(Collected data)
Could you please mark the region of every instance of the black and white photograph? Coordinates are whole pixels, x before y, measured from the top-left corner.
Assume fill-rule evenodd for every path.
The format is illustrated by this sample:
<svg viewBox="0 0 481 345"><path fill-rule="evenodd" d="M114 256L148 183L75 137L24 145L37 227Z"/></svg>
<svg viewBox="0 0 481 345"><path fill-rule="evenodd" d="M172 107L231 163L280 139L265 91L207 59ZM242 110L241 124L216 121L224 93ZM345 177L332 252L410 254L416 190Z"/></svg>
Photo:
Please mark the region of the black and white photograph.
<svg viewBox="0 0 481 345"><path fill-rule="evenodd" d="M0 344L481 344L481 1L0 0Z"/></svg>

STATED TASK |
Rewrite the rows above, swapping every "black and white photograph" for "grayscale photograph" and leaving everything else as it is.

SOLVED PROBLEM |
Could you please mark the region of every instance of the grayscale photograph? Coordinates are whole pixels, x before y, measured from the top-left corner.
Assume fill-rule evenodd for every path.
The format is illustrated by this sample:
<svg viewBox="0 0 481 345"><path fill-rule="evenodd" d="M114 256L148 183L75 137L24 145L37 227Z"/></svg>
<svg viewBox="0 0 481 345"><path fill-rule="evenodd" d="M172 107L231 163L280 139L265 91L207 59ZM242 110L241 124L216 121L224 93ZM345 177L332 252L410 254L416 190Z"/></svg>
Photo:
Please mark the region of the grayscale photograph.
<svg viewBox="0 0 481 345"><path fill-rule="evenodd" d="M0 344L481 344L481 1L0 0Z"/></svg>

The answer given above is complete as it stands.